» What is expected: Please retype the records below exactly as they stand.

Items listed in a dataset
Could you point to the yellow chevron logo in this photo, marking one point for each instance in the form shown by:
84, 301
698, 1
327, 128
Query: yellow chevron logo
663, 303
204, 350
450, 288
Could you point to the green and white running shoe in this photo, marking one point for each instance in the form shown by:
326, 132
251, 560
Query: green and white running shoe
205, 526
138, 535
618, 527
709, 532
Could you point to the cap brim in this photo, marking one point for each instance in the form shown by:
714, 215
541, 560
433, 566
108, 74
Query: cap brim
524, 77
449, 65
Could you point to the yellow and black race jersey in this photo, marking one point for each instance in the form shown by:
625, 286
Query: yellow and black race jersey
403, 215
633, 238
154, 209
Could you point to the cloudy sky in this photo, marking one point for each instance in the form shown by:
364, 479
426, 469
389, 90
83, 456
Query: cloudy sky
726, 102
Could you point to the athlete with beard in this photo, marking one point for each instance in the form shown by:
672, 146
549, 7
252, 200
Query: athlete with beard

» Response for this exercise:
Could you point to the yellow chevron logo in this photo, marking one point for each instance in the form shown by:
84, 301
698, 1
327, 128
Query: yellow chevron logo
663, 303
204, 350
450, 288
Could you point to the green and white running shoe in this photo, marking one point for each instance in the form shown by:
326, 132
251, 560
Query: green and white running shoe
205, 526
138, 535
618, 527
709, 532
Could you point to the cap brim in this photo, marking one point for each instance in the form shown by:
714, 215
541, 560
433, 566
108, 74
Query: cap brim
524, 77
449, 65
Could you point to the yellow and black race jersey in this photo, marking one point for each instance in the form shown by:
625, 286
Query: yellow and black race jersey
403, 215
633, 238
154, 209
Could you point to the cloudy sky in this photo, marking one point for each instance in the form shown by:
364, 479
426, 469
389, 90
83, 456
Query: cloudy sky
726, 102
Could you point to the athlete with beard in this photo, marking one point for each instance in the form shown by:
672, 146
549, 7
252, 200
Query: athlete with beard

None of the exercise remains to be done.